● Task directions
Below are some records; quote exactly the lines from the one that contains "Target: b z direction sign" through the one that contains "Where can you see the tree", inclusive, and no others.
____________
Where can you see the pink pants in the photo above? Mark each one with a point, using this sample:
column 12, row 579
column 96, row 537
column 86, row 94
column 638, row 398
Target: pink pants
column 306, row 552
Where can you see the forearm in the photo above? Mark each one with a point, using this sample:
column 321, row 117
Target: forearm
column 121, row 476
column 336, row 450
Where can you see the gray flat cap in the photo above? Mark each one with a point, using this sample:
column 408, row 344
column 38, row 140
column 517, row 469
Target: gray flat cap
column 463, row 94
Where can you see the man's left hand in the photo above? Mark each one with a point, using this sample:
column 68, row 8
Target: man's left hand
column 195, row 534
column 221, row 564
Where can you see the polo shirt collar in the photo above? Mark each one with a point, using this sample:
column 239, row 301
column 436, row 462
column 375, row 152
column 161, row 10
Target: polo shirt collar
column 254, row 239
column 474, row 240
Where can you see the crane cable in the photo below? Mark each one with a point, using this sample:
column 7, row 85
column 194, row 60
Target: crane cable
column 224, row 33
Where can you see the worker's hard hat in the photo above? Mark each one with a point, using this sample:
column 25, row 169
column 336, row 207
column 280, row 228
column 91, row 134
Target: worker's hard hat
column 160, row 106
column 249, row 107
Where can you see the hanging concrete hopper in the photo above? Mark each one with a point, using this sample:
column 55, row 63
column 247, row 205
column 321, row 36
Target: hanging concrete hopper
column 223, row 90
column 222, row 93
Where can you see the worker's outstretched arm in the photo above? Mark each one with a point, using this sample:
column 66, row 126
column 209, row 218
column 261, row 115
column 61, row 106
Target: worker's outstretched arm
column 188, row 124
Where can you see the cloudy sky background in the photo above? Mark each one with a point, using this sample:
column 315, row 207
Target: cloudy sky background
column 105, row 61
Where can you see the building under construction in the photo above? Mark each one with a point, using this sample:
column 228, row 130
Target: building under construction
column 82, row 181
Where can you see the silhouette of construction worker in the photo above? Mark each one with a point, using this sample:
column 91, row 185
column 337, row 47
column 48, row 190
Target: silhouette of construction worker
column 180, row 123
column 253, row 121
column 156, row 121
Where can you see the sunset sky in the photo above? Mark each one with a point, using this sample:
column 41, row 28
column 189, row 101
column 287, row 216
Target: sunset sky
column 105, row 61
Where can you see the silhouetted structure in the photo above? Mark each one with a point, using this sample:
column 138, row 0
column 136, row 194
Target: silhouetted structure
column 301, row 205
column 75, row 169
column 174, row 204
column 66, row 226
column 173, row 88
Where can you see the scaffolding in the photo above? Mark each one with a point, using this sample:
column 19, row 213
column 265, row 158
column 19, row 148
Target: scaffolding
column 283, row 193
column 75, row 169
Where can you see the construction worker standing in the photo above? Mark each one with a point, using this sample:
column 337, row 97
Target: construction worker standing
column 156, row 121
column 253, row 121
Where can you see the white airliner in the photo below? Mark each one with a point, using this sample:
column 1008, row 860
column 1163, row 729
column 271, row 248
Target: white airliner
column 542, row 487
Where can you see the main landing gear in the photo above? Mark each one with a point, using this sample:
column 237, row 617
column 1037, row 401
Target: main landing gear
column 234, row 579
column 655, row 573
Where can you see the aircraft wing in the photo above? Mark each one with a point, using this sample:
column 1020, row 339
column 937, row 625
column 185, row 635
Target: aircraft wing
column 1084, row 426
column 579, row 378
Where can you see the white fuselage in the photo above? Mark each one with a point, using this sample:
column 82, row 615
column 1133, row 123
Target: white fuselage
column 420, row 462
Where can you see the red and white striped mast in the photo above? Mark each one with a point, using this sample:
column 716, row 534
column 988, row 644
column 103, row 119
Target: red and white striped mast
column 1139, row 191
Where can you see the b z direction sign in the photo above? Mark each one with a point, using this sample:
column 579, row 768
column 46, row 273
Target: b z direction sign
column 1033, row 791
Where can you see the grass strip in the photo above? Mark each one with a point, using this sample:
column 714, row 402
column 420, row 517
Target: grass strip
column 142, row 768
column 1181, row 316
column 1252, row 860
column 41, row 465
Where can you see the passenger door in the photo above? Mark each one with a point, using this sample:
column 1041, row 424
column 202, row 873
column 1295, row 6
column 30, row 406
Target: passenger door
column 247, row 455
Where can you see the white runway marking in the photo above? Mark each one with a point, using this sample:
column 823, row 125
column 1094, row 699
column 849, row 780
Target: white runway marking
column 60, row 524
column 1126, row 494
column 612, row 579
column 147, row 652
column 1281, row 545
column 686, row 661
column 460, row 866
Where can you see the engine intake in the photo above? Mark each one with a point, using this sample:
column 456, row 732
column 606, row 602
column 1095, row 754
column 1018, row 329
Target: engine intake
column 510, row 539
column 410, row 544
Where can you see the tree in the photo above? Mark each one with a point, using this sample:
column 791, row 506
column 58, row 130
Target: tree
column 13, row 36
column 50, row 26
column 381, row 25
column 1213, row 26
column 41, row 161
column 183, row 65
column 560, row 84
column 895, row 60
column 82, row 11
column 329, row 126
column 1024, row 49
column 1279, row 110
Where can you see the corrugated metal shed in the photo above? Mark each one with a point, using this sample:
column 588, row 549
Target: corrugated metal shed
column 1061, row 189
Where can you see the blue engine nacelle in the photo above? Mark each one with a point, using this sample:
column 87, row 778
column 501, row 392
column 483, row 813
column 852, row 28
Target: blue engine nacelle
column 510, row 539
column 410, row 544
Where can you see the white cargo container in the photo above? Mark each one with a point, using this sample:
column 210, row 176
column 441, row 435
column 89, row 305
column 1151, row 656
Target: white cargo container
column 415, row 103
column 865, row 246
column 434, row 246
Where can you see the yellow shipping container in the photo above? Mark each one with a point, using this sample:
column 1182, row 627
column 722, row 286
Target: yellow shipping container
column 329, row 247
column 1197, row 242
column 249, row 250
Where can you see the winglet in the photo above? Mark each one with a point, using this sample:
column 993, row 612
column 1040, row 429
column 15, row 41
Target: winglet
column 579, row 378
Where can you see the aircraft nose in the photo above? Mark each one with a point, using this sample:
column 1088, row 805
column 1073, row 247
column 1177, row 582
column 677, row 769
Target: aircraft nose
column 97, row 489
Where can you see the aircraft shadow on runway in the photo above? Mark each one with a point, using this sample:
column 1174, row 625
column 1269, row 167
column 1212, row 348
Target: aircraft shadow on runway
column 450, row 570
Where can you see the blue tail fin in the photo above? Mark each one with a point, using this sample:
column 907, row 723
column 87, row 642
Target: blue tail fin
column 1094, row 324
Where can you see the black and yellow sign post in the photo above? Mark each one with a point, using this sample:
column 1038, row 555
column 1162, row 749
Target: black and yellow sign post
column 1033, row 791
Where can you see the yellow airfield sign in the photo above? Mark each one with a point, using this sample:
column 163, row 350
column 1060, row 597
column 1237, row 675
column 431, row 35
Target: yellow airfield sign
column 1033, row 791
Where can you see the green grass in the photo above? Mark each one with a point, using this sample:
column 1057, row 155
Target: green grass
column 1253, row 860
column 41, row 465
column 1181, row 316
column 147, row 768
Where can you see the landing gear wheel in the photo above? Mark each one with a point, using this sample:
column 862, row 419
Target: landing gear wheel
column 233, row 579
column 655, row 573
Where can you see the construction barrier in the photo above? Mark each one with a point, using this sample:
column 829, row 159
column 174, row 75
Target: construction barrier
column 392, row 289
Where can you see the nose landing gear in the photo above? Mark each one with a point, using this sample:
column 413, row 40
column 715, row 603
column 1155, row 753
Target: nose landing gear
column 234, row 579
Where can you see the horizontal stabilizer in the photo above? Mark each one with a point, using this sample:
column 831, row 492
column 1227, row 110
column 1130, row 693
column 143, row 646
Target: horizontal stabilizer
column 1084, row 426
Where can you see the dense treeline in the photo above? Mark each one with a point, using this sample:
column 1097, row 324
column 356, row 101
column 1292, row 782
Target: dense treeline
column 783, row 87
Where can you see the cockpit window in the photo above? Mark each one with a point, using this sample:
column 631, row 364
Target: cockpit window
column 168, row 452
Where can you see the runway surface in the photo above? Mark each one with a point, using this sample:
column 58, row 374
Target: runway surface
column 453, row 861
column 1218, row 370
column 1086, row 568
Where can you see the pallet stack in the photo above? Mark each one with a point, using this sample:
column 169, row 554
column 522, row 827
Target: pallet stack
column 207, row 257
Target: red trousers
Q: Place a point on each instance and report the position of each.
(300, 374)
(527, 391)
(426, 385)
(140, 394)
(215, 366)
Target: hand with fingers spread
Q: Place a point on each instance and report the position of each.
____________
● Response
Target: b z direction sign
column 1033, row 791
Where can you see the grass strip in the photo above? Mark each one with a point, using this sample:
column 714, row 402
column 420, row 517
Target: grass strip
column 142, row 768
column 1181, row 316
column 1252, row 860
column 41, row 465
Where can you see the passenger door in the photo above? Mark each one with a point, using this sample:
column 1041, row 424
column 202, row 873
column 1295, row 6
column 30, row 406
Target: passenger door
column 247, row 455
Where can you see the white runway marking in the photo above? Mark each one with a point, using this sample:
column 823, row 125
column 1094, row 699
column 849, row 780
Target: white runway marking
column 60, row 524
column 1126, row 494
column 612, row 579
column 147, row 652
column 1281, row 545
column 686, row 661
column 460, row 866
Where can you see the engine intake in the photo above? Mark each one with a point, using this sample:
column 456, row 732
column 606, row 602
column 1095, row 754
column 1018, row 329
Target: engine intake
column 510, row 539
column 410, row 544
Where can you see the tree in the photo above? Mark each one with a point, using this sample:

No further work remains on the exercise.